● WHAT THE EXERCISE ASKS
Reproduce the following lines exactly as they appear.

(Data records)
----------

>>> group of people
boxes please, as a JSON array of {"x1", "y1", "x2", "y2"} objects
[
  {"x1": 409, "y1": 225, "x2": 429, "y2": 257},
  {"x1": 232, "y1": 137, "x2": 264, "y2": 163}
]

----------

● RESULT
>>> group of people
boxes please, as a JSON array of {"x1", "y1", "x2", "y2"} objects
[
  {"x1": 409, "y1": 225, "x2": 429, "y2": 257},
  {"x1": 232, "y1": 137, "x2": 264, "y2": 163}
]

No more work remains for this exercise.